=== Section Start ===
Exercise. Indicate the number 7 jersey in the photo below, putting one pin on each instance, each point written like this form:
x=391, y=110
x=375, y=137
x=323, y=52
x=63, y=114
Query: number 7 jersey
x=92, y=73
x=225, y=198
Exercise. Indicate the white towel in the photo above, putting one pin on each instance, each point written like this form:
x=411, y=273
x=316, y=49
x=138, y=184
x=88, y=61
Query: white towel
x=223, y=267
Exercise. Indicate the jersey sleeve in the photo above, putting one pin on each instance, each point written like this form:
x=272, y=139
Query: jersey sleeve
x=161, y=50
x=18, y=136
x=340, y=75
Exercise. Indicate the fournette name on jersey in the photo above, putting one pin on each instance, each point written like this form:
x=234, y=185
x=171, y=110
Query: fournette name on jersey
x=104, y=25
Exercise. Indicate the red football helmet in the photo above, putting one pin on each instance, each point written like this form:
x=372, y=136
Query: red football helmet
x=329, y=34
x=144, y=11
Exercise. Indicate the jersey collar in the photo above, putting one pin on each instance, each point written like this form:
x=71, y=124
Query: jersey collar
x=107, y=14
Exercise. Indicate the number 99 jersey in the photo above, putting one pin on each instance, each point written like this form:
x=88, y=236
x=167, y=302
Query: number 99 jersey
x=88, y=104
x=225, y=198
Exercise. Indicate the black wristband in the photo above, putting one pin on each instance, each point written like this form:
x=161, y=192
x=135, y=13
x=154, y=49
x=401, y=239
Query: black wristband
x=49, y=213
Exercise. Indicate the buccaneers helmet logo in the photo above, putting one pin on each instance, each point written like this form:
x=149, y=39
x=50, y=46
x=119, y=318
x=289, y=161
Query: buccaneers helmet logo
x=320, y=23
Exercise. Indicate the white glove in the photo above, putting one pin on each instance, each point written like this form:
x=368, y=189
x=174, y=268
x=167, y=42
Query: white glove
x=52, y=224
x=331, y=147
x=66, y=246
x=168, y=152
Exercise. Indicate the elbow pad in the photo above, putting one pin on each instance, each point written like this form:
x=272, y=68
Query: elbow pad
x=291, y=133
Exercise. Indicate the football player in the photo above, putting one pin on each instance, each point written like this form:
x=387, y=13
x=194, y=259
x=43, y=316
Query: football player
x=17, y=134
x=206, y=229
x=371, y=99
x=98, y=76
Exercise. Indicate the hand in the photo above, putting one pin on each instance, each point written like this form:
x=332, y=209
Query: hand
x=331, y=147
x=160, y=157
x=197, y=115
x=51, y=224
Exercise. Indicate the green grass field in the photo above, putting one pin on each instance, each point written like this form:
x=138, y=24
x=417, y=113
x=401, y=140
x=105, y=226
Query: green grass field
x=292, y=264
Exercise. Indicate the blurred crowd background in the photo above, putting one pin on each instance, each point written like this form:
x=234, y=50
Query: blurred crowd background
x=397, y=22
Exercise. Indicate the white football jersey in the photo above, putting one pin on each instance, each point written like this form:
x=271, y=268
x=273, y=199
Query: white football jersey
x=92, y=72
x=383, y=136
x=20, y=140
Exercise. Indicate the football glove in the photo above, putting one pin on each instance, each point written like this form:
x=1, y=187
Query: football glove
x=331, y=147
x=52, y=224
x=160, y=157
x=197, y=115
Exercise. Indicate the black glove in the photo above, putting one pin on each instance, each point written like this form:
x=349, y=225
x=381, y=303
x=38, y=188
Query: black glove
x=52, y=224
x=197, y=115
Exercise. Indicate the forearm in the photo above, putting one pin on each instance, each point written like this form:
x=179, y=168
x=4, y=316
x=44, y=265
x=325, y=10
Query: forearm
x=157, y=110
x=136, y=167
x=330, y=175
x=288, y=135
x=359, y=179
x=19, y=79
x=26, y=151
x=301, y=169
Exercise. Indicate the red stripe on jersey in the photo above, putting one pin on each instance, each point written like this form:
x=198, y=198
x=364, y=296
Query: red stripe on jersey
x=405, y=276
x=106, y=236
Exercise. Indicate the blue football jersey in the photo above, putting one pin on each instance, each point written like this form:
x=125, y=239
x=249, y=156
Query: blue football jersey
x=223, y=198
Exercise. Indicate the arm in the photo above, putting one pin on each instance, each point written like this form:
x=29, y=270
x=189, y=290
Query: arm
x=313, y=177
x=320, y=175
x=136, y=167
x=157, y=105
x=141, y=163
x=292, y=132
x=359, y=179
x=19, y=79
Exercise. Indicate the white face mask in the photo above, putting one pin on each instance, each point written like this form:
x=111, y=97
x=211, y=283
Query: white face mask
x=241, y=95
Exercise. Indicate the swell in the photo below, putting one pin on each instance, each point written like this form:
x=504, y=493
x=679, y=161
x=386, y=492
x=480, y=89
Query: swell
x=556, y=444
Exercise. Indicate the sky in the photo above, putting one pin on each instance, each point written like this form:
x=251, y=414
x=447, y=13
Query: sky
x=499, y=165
=== Section End ===
[Work order] Please output only the lines from the first line of the entries through the line with "x=167, y=42", both included, exactly as written.

[Problem solution]
Exercise. Indicate the number 7 jersey in the photo below, putting one pin on each instance, each point written like this form:
x=391, y=110
x=375, y=137
x=323, y=52
x=63, y=114
Query: number 7 jersey
x=92, y=73
x=225, y=198
Exercise. Indicate the white towel in the photo above, putting one pin on each instance, each point written like this form:
x=411, y=273
x=316, y=49
x=138, y=184
x=88, y=61
Query: white towel
x=223, y=267
Exercise. Indicate the jersey sleeve in the photo above, putting one pin on each instance, each point written like this form:
x=272, y=139
Query: jersey sleeve
x=161, y=50
x=18, y=136
x=340, y=75
Exercise. Indicate the fournette name on jersey in the photo above, putting one pin on each instance, each point written like this form:
x=234, y=185
x=171, y=110
Query: fournette name on jersey
x=104, y=25
Exercise. Indicate the red football helmet in the photo above, putting one pin on each instance, each point written like this form:
x=372, y=136
Query: red football helmet
x=329, y=34
x=144, y=11
Exercise. Indicate the jersey collar in the photo above, putting one pin on each instance, each point written like this form:
x=71, y=124
Query: jersey collar
x=107, y=14
Exercise. Indicate the number 99 jersey in the photo above, putting one pin on each instance, each point written like this form:
x=88, y=236
x=167, y=302
Query: number 99 jersey
x=88, y=104
x=225, y=198
Exercise. Indicate the black wristband in the photo above, putting one pin on each instance, each point written like this form:
x=161, y=192
x=135, y=13
x=154, y=49
x=401, y=239
Query: black wristband
x=49, y=213
Exercise. Indicate the buccaneers helmet logo in the photo above, putting one pin on each instance, each point written like this form:
x=149, y=39
x=50, y=46
x=119, y=318
x=289, y=161
Query: buccaneers helmet logo
x=320, y=23
Exercise. Indicate the white glove in the photo above, putting one pin on each instance, each point written like this form:
x=368, y=189
x=174, y=268
x=167, y=42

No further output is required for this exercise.